PRIMERA
PALABRA
“PADRE, PERDÓNALES,
PORQUE NO SABEN LO QUE HACEN” (Luc.23,34)
Según la narración
del Evangelista Lucas, ésta es la primera Palabra pronunciada por Jesús en la
Cruz.
Jesús en la Cruz se
ve envuelto en un mar de insultos, de burlas y de blasfemias. Lo hacen los que
pasan por el camino, los jefes de los judíos, los dos malhechores que han sido
crucificados con El, y también los soldados. Se mofan de Él diciendo: “Si eres
hijo de Dios, baja de la Cruz y creeremos en ti” (Mt .27,42). “Ha puesto su
confianza en Dios, que Él lo libre ahora” (Mt.27,43).
La humanidad entera,
representada por los personajes allí presentes, se ensaña contra El. “Me
dejareis sólo”, había dicho Jesús a sus discípulos. Y ahora está solo, entre el
Cielo y la tierra.
Se le negó incluso
el consuelo de morir con un poco de dignidad.
Jesús no sólo
perdona, sino que pide el perdón de su Padre para los que lo han entregado a la
muerte.
Para Judas, que lo
ha vendido. Para Pedro que lo ha negado. Para los que han gritado que lo
crucifiquen, a El, que es la dulzura y la paz. Para los que allí se están
mofando.
Y no sólo pide el
perdón para ellos, sino también para todos nosotros. Para todos los que con
nuestros pecados somos el origen de su condena y crucifixión. “Padre,
perdónales, porque no saben…”
Jesús sumergió en su
oración todas nuestras traiciones. Pide perdón, porque el amor todo lo excusa,
todo lo soporta… (1 Cor. 13).
SEGUNDA PALABRA
“TE
LO ASEGURO: HOY ESTARÁS CONMIGO EN EL PARAÍSO” (Luc.23, 43)
Sobre la
colina del Calvario había otras dos cruces. El Evangelio dice que, junto a
Jesús, fueron crucificados dos malhechores. (Luc. 23,32).
La sangre de los
tres formaban un mismo charco, pero, como dice San Agustín, aunque para los
tres la pena era la misma, sin embargo, cada uno moría por una causa distinta.
Uno de los malhechores blasfemaba diciendo: “¿No
eres Tú el Cristo? ¡Sálvate a ti mismo y sálvanos a nosotros!” (Luc. 23,39).
Había oído a quienes
insultaban a Jesús. Había podido leer incluso el título que habían escrito
sobre la Cruz: “Jesús Nazareno, Rey de los judíos”. Era un hombre desesperado,
que gritaba de rabia contra todo.

Tareas:
A. Traduce al inglés la siguiente oración del fragmento: "Sobre la colina del Calvario había otras dos cruces."
B. ¿Qué motivo ofrece el fragmento justo después de las palabras "Pide perdón"? Explícalo en una a tres oraciones.

Datos proporcionados:
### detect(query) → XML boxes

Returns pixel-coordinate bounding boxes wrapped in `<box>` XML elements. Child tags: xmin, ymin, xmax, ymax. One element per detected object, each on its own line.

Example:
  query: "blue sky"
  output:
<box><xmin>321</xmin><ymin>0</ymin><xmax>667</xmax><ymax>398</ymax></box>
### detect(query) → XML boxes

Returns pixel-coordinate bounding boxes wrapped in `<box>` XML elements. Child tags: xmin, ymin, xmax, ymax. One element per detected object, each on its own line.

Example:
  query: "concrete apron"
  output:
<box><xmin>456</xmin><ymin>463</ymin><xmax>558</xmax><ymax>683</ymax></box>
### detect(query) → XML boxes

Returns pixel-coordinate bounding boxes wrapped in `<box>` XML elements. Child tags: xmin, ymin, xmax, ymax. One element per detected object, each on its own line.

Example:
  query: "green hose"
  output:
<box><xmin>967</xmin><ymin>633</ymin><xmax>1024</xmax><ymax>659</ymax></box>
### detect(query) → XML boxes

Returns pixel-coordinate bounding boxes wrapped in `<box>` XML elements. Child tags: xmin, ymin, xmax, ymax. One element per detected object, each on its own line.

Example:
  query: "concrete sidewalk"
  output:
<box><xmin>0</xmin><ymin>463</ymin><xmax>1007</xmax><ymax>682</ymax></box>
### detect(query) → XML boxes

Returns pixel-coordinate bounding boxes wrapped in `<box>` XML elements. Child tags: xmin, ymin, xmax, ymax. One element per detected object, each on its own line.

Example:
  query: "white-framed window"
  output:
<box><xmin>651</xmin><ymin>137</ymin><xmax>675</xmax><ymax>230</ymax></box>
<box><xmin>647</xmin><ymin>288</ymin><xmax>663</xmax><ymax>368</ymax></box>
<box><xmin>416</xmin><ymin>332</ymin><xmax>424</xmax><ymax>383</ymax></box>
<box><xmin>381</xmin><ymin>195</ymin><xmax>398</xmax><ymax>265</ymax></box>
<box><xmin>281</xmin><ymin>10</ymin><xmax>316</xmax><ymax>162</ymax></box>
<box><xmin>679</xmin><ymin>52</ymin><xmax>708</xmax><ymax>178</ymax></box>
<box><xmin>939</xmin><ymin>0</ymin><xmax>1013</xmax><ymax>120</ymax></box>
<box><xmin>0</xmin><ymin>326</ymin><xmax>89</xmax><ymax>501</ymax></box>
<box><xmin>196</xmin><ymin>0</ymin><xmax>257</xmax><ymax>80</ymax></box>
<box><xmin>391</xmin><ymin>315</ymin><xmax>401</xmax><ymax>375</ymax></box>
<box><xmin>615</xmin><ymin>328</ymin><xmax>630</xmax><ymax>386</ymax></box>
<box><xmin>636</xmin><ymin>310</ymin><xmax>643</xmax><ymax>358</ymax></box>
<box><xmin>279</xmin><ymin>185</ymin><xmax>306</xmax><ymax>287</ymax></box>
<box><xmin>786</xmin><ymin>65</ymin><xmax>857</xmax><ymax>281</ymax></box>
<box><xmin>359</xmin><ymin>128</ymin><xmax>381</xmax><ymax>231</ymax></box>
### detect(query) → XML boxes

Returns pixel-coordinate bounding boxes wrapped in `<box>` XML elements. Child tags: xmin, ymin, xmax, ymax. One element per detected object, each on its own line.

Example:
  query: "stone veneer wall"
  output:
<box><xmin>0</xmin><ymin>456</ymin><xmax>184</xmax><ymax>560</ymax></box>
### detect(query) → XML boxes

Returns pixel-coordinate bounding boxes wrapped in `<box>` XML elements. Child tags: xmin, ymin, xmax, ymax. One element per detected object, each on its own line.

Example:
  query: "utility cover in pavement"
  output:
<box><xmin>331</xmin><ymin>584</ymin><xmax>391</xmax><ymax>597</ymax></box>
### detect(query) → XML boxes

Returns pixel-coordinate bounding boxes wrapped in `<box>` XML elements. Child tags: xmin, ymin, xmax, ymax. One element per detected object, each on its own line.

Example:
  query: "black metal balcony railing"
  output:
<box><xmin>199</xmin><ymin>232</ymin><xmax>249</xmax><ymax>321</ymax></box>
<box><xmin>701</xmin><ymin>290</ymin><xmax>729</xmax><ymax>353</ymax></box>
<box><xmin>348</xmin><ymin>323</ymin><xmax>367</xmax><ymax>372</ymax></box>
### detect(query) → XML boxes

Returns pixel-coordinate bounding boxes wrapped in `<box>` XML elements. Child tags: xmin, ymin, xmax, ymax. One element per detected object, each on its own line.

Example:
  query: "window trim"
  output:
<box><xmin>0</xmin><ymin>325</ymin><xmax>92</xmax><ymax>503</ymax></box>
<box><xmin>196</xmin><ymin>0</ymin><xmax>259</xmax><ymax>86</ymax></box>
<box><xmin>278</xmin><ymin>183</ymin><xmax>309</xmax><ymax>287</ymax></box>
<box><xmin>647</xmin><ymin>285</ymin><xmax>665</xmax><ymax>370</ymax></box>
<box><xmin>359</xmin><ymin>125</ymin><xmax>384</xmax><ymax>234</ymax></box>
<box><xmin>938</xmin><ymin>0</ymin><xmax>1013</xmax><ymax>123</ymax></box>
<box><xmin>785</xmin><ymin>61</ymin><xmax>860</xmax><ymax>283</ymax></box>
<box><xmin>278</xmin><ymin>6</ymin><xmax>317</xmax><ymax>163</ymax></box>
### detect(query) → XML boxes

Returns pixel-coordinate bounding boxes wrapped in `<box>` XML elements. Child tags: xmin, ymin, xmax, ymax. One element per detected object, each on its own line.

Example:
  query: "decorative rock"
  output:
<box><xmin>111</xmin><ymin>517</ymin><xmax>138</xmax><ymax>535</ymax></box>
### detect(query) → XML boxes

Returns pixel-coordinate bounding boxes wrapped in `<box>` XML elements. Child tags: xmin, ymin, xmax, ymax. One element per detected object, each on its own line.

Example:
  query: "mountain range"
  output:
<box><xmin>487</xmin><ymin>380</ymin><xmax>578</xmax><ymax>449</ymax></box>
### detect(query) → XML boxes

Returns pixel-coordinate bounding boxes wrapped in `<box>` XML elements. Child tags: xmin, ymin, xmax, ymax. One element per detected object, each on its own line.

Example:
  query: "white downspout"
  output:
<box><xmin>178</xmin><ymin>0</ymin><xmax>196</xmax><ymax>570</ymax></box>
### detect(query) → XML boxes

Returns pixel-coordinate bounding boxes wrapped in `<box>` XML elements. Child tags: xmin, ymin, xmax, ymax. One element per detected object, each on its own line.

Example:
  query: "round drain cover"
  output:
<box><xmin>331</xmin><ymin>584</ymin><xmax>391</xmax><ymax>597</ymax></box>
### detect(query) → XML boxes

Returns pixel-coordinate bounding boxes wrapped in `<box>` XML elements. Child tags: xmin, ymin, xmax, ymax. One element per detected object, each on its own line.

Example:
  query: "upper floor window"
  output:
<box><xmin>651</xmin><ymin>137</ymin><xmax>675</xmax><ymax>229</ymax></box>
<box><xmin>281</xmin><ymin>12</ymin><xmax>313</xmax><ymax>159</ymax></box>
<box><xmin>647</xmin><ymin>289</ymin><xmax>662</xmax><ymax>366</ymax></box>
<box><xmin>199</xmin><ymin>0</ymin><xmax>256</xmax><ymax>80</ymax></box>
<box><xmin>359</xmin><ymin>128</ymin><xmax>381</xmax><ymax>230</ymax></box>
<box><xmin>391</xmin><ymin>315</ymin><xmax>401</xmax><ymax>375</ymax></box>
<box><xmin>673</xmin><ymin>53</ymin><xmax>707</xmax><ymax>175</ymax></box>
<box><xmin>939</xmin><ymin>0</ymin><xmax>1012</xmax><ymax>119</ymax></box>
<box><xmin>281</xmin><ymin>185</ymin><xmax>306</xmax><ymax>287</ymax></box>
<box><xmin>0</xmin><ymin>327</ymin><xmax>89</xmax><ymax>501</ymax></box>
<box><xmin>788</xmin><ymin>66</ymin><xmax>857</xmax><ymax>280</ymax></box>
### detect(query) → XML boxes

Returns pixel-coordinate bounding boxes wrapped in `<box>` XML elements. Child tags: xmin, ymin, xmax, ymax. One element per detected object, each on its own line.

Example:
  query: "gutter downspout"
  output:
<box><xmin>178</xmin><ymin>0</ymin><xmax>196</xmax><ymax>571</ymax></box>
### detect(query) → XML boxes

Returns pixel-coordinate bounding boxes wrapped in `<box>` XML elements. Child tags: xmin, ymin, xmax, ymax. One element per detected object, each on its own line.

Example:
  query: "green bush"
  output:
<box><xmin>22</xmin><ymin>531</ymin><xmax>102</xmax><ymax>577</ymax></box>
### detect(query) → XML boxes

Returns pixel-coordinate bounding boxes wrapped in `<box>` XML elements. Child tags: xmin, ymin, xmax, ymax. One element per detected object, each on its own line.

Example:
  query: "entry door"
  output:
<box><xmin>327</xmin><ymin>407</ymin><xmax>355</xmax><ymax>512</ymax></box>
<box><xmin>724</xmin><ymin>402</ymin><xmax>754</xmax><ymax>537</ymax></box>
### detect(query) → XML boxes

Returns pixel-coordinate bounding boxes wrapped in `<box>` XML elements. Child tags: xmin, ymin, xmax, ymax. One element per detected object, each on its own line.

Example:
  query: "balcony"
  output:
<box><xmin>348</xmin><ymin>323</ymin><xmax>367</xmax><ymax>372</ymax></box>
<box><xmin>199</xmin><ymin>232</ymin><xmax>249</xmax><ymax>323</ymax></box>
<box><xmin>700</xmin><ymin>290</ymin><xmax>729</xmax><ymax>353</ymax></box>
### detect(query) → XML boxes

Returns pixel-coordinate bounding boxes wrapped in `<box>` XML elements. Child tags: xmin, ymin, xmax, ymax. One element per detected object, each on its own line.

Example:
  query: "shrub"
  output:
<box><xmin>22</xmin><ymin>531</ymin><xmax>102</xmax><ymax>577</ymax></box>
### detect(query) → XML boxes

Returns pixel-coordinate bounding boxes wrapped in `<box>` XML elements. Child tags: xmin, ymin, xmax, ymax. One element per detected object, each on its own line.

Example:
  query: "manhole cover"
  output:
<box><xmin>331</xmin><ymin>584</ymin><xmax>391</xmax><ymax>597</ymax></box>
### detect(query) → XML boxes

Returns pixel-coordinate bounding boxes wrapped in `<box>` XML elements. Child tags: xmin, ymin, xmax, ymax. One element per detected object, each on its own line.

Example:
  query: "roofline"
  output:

Respuestas:
A. On the hill of Calvary there were two other crosses.

B. Jesús pide perdón porque el amor todo lo excusa y todo lo soporta. El fragmento apoya esta idea con la cita de 1 Corintios 13.